SUPPLIED RECORDS |
--- begin ---

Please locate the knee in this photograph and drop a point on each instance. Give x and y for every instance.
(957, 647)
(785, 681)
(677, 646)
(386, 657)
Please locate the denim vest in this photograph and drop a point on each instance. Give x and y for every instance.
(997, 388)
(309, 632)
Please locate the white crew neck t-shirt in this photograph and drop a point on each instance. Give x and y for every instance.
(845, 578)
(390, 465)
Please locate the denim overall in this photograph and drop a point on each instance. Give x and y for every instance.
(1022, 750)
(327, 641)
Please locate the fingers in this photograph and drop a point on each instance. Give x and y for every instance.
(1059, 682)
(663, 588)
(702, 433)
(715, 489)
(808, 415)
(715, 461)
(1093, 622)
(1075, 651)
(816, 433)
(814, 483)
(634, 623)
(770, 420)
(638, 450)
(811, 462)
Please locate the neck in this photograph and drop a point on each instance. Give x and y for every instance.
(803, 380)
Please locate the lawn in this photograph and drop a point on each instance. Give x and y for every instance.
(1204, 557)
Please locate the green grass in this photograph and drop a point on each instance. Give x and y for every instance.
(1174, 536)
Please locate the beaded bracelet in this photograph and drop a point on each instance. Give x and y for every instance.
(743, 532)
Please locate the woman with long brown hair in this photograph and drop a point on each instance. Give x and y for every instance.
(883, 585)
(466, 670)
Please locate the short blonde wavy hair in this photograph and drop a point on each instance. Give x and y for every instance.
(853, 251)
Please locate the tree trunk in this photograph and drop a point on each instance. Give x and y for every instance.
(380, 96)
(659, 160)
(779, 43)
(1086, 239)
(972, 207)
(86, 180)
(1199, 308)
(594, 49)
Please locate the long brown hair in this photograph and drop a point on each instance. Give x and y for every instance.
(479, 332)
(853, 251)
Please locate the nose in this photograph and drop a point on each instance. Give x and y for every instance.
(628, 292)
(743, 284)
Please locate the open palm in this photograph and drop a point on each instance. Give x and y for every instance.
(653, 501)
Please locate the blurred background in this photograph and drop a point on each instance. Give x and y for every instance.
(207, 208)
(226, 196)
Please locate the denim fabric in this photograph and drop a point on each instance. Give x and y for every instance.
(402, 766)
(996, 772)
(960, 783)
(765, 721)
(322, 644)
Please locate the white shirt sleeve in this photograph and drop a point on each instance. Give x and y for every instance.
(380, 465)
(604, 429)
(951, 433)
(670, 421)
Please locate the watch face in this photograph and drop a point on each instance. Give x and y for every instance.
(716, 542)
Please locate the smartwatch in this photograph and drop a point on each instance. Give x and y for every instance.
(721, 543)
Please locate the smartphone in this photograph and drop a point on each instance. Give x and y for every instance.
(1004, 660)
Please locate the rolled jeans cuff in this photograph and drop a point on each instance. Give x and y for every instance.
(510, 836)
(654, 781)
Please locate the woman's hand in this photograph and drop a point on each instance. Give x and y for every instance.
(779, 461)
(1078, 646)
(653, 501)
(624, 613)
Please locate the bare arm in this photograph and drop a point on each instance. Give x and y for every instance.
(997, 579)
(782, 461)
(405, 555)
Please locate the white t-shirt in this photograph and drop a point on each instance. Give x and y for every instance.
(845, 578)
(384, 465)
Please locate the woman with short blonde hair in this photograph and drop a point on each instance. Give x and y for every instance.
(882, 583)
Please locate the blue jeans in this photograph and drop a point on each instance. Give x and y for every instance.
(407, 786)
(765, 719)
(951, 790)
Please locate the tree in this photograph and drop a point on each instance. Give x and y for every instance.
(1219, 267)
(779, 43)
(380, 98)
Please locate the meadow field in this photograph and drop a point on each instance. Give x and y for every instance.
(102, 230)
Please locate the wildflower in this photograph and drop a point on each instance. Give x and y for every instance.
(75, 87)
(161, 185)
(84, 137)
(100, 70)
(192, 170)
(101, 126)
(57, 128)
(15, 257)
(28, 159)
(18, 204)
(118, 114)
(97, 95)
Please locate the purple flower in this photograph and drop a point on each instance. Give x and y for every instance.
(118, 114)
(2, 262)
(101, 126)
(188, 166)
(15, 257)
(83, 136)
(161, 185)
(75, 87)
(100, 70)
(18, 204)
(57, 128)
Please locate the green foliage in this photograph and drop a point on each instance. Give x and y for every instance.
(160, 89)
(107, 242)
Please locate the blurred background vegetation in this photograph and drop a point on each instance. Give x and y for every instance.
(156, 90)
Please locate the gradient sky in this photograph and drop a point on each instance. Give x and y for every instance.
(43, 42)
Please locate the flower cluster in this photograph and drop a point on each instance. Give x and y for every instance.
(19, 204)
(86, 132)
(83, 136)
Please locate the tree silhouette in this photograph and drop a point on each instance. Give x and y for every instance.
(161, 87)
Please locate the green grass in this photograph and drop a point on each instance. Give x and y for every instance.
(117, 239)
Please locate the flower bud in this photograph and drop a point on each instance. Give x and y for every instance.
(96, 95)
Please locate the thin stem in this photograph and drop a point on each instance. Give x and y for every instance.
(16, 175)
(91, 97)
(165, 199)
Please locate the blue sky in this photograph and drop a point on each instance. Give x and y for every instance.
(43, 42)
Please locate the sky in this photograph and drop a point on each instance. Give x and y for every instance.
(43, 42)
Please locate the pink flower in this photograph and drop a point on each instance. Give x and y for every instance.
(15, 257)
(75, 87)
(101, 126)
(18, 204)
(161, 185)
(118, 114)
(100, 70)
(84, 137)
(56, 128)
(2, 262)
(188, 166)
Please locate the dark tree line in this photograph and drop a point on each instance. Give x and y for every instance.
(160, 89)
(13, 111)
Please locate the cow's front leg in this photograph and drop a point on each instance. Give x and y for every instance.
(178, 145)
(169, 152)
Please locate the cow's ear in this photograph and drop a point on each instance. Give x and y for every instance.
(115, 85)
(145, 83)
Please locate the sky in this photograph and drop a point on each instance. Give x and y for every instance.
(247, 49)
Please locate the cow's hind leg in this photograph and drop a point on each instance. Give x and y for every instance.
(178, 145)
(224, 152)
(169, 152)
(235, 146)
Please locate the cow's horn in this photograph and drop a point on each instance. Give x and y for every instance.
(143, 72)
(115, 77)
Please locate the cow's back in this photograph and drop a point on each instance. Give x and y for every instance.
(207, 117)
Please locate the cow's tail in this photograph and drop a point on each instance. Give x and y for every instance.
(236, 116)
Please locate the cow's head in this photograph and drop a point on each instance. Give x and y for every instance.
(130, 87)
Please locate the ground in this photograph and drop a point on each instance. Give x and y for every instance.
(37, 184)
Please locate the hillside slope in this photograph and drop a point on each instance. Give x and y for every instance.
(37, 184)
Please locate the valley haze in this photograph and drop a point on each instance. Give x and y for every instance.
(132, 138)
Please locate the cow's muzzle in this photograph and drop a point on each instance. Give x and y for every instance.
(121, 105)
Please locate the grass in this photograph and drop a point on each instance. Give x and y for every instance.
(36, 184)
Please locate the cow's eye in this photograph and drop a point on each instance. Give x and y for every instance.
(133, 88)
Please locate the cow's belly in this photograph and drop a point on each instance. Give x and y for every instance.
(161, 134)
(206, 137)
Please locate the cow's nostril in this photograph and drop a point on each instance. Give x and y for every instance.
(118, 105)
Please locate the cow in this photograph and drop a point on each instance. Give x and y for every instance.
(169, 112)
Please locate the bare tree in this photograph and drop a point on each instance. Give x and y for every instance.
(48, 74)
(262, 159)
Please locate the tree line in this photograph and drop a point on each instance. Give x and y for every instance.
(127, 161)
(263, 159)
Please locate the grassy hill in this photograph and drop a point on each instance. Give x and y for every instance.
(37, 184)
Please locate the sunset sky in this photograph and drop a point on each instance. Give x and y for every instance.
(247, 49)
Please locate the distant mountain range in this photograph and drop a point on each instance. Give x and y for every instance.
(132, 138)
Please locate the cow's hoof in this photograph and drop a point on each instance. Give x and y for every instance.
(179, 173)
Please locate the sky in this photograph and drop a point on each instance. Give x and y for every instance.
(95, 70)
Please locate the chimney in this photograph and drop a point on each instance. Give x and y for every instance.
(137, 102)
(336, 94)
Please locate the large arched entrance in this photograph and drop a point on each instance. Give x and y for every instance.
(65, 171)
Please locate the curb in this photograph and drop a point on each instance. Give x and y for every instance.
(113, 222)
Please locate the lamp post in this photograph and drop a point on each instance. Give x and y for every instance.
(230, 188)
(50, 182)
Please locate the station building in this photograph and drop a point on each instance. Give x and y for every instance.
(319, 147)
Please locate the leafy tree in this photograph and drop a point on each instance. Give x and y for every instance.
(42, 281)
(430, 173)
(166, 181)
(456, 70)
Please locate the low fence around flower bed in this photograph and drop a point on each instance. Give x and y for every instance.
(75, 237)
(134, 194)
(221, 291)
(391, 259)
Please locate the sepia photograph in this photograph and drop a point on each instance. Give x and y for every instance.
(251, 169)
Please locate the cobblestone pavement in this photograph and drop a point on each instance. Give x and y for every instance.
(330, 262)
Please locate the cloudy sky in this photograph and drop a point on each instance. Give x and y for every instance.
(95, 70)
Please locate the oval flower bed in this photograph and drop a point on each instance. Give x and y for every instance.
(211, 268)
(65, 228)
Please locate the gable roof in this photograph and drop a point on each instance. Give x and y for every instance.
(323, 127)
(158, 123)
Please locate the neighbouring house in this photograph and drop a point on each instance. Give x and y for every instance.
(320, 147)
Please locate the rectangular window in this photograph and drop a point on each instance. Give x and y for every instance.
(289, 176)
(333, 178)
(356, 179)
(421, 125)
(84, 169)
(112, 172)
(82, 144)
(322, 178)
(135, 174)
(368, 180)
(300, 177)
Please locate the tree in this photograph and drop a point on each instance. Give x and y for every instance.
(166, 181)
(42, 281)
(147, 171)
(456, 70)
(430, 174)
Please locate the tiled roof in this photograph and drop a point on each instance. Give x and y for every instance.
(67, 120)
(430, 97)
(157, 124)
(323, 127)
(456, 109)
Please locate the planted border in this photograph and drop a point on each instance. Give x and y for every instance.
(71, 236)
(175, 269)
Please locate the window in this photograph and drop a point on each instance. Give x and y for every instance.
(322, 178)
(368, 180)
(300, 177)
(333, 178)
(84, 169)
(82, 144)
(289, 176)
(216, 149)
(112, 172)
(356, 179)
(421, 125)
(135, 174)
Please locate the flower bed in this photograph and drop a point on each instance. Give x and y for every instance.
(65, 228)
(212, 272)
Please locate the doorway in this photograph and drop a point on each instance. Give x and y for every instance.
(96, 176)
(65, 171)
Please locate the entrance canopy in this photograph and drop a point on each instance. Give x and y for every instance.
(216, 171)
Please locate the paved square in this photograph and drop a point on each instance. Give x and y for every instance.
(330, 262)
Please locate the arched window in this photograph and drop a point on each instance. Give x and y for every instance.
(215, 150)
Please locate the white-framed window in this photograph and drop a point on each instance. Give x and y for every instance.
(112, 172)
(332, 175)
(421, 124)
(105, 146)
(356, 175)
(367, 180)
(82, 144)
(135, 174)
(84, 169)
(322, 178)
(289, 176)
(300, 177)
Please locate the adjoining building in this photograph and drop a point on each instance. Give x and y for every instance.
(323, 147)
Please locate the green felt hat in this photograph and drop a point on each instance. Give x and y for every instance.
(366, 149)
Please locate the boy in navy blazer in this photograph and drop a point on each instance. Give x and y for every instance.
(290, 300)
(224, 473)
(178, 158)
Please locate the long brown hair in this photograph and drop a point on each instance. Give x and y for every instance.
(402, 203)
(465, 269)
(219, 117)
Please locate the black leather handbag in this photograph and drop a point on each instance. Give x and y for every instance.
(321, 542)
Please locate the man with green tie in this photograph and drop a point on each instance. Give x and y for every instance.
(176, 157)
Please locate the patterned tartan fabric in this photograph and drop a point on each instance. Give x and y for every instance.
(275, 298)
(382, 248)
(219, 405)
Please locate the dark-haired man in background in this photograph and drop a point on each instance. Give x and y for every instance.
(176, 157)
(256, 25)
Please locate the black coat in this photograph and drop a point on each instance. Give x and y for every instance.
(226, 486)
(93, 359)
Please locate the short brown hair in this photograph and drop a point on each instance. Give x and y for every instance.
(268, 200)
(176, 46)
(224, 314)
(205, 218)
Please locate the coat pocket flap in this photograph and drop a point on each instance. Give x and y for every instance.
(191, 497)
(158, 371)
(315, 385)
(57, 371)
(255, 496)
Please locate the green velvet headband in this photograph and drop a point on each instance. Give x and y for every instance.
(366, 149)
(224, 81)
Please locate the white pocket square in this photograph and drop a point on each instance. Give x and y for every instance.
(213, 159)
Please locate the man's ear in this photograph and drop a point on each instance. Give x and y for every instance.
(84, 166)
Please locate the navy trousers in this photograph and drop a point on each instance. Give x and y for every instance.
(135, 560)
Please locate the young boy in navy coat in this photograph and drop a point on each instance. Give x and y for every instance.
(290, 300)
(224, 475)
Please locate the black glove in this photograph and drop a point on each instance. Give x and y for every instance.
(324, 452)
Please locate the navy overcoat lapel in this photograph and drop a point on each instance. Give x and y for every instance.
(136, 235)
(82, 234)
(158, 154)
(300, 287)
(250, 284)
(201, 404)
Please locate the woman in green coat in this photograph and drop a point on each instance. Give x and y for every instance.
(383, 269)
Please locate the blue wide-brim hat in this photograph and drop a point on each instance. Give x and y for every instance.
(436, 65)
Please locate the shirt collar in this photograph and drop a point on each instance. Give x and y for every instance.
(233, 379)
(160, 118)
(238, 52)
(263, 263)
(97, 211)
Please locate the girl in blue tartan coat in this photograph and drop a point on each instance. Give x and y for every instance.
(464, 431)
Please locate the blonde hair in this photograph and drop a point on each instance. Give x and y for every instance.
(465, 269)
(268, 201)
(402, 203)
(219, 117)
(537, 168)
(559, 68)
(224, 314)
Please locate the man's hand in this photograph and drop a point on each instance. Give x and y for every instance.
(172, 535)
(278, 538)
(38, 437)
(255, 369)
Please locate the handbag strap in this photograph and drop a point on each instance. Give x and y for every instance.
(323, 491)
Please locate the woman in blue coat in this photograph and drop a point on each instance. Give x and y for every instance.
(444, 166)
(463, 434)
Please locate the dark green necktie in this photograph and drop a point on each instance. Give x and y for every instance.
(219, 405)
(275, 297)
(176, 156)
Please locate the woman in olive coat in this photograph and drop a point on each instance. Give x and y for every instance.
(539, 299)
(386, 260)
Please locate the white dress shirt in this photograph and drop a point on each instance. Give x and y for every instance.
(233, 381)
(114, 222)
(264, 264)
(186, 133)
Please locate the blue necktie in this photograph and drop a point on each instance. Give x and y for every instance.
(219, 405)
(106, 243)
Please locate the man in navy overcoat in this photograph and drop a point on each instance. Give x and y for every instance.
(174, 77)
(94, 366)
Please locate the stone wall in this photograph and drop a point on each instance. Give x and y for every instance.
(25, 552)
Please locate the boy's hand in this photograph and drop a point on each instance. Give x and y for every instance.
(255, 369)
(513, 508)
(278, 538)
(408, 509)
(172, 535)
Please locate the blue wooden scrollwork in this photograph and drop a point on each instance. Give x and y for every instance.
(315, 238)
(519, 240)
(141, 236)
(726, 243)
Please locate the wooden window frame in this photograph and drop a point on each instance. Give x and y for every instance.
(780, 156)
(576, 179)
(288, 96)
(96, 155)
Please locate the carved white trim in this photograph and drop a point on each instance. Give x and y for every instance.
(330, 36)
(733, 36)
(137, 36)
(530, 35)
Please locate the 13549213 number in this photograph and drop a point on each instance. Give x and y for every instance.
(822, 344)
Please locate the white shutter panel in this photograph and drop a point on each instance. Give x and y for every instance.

--- end ---

TASK TO COMPLETE | Give back exactly the lines from the line containing "Please locate the blue necktie" to the end of the entries, and no other lines.

TASK SOLUTION |
Please locate the blue necktie in this photograph and drop a point on each instance. Give x and y for every instance.
(219, 405)
(106, 243)
Please locate the man in navy overcoat in this photograph and drop a point on each instance. Give x and y for every instance.
(174, 77)
(94, 366)
Please locate the stone wall in this photograph and drop a point on each instance. Give x and y for every instance.
(25, 552)
Please locate the boy's hand in this photograph and drop a point on each instance. Give x and y for every instance.
(255, 369)
(513, 508)
(278, 538)
(408, 509)
(172, 535)
Please locate the blue wooden scrollwork in this photograph and drop a point on each instance. Give x and y for every instance.
(315, 238)
(519, 240)
(141, 236)
(726, 243)
Please locate the wooden window frame in this photograph and drop a point on each instance. Give x and y for every instance.
(780, 156)
(576, 179)
(288, 96)
(96, 155)
Please locate the carved white trim in this photograph and drop a point on each instance. Give x and y for every instance.
(330, 36)
(733, 36)
(137, 36)
(530, 35)
Please locate the 13549213 number in this photograph and drop a point on each instance. Give x and y for every instance.
(822, 344)
Please locate the white shutter panel in this photograph and drop a point on each instance. Give x and y for every instance.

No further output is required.